Document extract →
Should a person's right to free speech be protected if they ridicule religion, deny the Holocaust, use explicit language or are derogatory to a group of people?

Does stopping this mean that the person is denied their right to freedom of speech?

Should the media be free to report without state restrictions? Would you like to see a totally uncensored press?

BBC World Service broadcasts in 33 languages.

For the 75th anniversary season Free to Speak, BBC World Service audiences around the world have been discussing the topic: "Should everyone's right to free speech be protected, no matter what they say?" Here's a selection of what they have had to say:

"Nations and people do not progress without free thought"
Samer, Baghdad, Iraq

"Freedom of speech is less important than justice"
Lecio, Belo Horizonte, Brazil

"Mass media are considered "tools" in China"
Mr Liang, Beijing, China

"Nobody can be given the right to attack a nation's pride"
Siddharath, India


"Freedom should not cause insecurity"
Rauffi, Harat, Afghanistan


"Press freedom is one of the foundations of real democracy"
Victor Dubrovsky

"To express oneself freely can be extremely risky"
Julio Romero, Bogota, Colombia

"Everyone should be free to speak their mind"
Ayub Khan, Pakistan


"True freedom of speech is a myth"
John, Barbados


BBCARABIC.COM

Nations and people do not progress without free thought and the freedom to criticise ideas. We are part of the human family and share with the world the same human values. We should be free to criticise anything that is an affront to humanity and the rights of human beings, no matter how sacred. As to belittling of individuals under the guise of freedom of speech, this is immoral and criminal.
Samer, Baghdad, Iraq

Freedom of expression is guaranteed to the powerful only. In my view, this freedom does not exist really. Take the latest Palestinian elections; we all went and expressed our views. What happened? Hamas won and the USA which claims to be democratic rejected those results.

Information supplied →
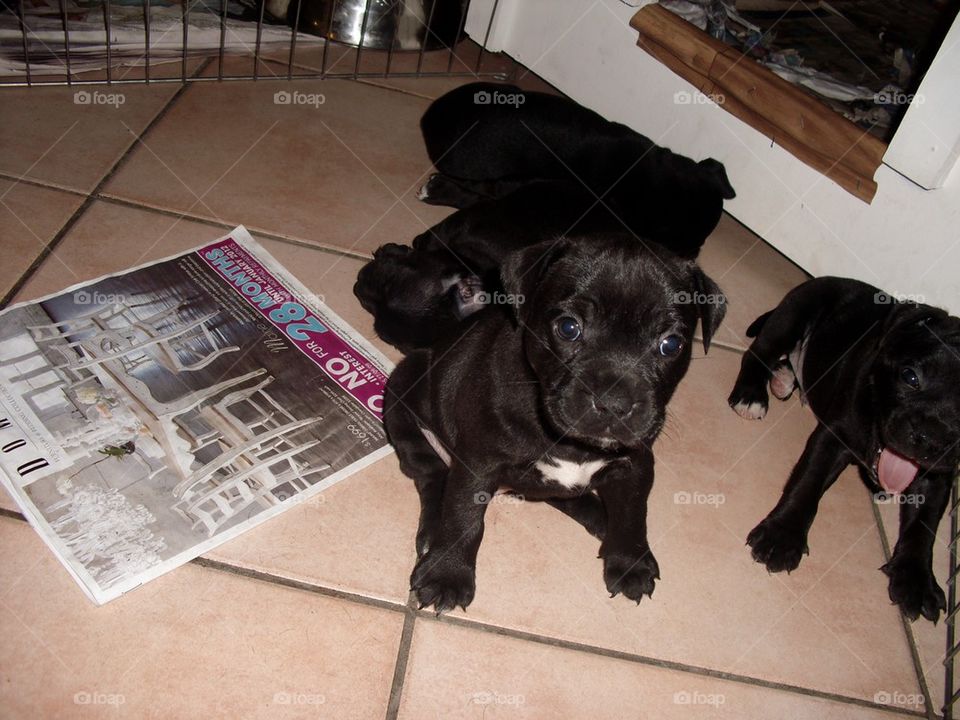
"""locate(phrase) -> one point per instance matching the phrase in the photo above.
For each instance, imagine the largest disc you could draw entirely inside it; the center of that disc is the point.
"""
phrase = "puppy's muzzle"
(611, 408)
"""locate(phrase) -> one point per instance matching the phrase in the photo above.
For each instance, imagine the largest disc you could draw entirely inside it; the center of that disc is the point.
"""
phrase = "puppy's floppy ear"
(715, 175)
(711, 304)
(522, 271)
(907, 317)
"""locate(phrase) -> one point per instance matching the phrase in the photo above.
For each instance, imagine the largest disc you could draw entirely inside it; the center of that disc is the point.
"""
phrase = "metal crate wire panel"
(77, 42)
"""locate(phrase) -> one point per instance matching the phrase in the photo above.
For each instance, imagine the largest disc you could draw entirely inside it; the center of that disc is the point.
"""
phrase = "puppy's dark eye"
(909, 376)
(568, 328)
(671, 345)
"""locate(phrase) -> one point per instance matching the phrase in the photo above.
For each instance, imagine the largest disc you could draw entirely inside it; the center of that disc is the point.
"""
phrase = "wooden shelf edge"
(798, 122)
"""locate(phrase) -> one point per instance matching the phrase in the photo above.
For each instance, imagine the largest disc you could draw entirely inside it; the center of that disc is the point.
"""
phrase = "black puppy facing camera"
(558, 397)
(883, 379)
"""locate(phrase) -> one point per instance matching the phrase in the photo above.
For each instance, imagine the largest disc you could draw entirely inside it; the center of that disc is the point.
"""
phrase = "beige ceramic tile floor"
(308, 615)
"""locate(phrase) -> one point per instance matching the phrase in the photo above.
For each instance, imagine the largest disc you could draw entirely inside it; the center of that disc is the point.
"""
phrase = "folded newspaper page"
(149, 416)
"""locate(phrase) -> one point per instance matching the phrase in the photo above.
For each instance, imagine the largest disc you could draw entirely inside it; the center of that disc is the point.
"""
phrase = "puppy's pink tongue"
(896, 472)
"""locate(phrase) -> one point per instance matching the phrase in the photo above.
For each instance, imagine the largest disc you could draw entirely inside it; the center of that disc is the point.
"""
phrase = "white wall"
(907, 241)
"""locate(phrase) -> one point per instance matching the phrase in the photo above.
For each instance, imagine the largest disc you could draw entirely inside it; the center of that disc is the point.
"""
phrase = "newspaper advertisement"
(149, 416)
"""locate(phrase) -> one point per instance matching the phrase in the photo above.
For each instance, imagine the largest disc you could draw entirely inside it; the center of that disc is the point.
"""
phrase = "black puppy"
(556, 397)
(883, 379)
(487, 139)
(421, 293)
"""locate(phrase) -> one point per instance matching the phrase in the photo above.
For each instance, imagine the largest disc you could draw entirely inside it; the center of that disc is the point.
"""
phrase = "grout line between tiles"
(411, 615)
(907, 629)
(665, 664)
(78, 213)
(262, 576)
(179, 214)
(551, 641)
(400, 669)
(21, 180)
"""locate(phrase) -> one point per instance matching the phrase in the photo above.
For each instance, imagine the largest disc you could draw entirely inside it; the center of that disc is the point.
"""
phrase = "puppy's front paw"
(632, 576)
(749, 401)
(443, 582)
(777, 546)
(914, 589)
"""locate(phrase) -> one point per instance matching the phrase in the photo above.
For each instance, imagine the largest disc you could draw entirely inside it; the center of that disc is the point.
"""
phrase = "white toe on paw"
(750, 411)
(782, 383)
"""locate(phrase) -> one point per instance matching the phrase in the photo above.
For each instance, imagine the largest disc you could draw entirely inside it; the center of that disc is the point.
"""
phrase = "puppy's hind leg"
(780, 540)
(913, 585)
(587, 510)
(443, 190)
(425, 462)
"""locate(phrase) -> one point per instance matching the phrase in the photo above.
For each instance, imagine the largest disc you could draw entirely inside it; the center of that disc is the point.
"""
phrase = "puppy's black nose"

To do →
(1) Write out the entire free speech discussion text word for word, from its opening question to its final sentence.
(2) From the listing, extract every line that contains the string "puppy". Case matters.

Solutions by task →
(1)
Should a person's right to free speech be protected if they ridicule religion, deny the Holocaust, use explicit language or are derogatory to a group of people?

Does stopping this mean that the person is denied their right to freedom of speech?

Should the media be free to report without state restrictions? Would you like to see a totally uncensored press?

BBC World Service broadcasts in 33 languages.

For the 75th anniversary season Free to Speak, BBC World Service audiences around the world have been discussing the topic: "Should everyone's right to free speech be protected, no matter what they say?" Here's a selection of what they have had to say:

"Nations and people do not progress without free thought"
Samer, Baghdad, Iraq

"Freedom of speech is less important than justice"
Lecio, Belo Horizonte, Brazil

"Mass media are considered "tools" in China"
Mr Liang, Beijing, China

"Nobody can be given the right to attack a nation's pride"
Siddharath, India


"Freedom should not cause insecurity"
Rauffi, Harat, Afghanistan


"Press freedom is one of the foundations of real democracy"
Victor Dubrovsky

"To express oneself freely can be extremely risky"
Julio Romero, Bogota, Colombia

"Everyone should be free to speak their mind"
Ayub Khan, Pakistan


"True freedom of speech is a myth"
John, Barbados


BBCARABIC.COM

Nations and people do not progress without free thought and the freedom to criticise ideas. We are part of the human family and share with the world the same human values. We should be free to criticise anything that is an affront to humanity and the rights of human beings, no matter how sacred. As to belittling of individuals under the guise of freedom of speech, this is immoral and criminal.
Samer, Baghdad, Iraq

Freedom of expression is guaranteed to the powerful only. In my view, this freedom does not exist really. Take the latest Palestinian elections; we all went and expressed our views. What happened? Hamas won and the USA which claims to be democratic rejected those results.

(2)
phrase = "puppy's muzzle"
phrase = "puppy's floppy ear"
phrase = "puppy's dark eye"
phrase = "black puppy facing camera"
phrase = "puppy's pink tongue"
phrase = "black puppy"
phrase = "puppy's front paw"
phrase = "puppy's hind leg"
phrase = "puppy's black nose"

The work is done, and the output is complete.